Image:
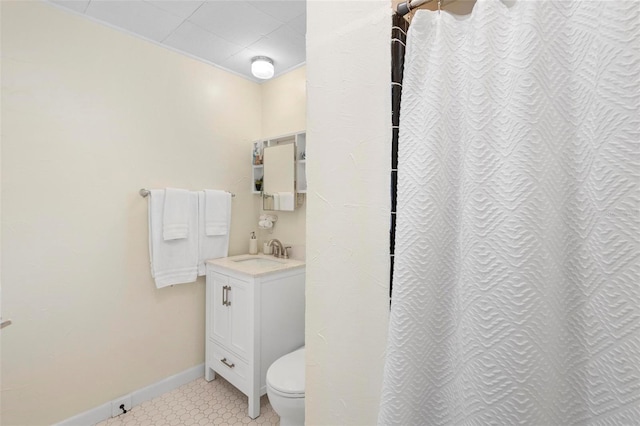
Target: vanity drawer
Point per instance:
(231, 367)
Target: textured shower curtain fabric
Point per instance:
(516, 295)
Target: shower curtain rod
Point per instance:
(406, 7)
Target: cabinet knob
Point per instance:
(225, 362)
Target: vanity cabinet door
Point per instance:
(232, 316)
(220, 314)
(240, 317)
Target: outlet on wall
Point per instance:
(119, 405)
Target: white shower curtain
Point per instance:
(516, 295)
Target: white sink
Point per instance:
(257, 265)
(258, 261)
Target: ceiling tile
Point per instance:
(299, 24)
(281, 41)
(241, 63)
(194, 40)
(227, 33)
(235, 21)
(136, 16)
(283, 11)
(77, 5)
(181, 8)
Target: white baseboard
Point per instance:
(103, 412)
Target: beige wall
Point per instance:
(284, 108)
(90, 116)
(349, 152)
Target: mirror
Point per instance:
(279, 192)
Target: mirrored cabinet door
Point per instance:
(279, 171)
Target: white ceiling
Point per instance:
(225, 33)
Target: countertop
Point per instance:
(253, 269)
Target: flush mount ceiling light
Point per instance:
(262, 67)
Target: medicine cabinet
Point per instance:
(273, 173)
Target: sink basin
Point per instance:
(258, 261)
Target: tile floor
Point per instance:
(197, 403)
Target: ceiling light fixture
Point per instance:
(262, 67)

__Your task__: All of the records above are to be printed exactly, with every picture omitted.

__Result of this exercise__:
Image:
Target: vanity drawer
Point per instance:
(231, 367)
Target: textured shower curtain fabric
Point per instance:
(516, 295)
Target: shower curtain rod
Point per instance:
(406, 7)
Target: cabinet knob
Point per instance:
(225, 362)
Target: vanity cabinet door
Point per instance:
(232, 316)
(220, 314)
(240, 317)
Target: outlet on wall
Point per instance:
(119, 405)
Target: white shower curtain
Point per instance:
(516, 295)
Target: white sink
Point per instance:
(257, 265)
(258, 261)
Target: ceiling tile
Point per instance:
(299, 24)
(281, 41)
(241, 63)
(194, 40)
(227, 33)
(235, 21)
(136, 16)
(283, 11)
(77, 5)
(181, 8)
Target: white baseboard
Point per instance:
(103, 412)
Target: beige wall
Point per instance:
(284, 108)
(90, 116)
(349, 152)
Target: mirror
Point per instance:
(279, 192)
Target: mirrored cabinet door
Point per instance:
(279, 171)
Target: white ceiling
Point per instance:
(225, 33)
Target: countertop
Point per instance:
(253, 269)
Target: flush mount ceiling light
Point per instance:
(262, 67)
Target: medicine cabinet
Point per instance:
(273, 173)
Target: sink basin
Point per instance:
(258, 261)
Target: tile floor
Point per instance:
(197, 403)
Target: ceiling light fixture
Point per instance:
(262, 67)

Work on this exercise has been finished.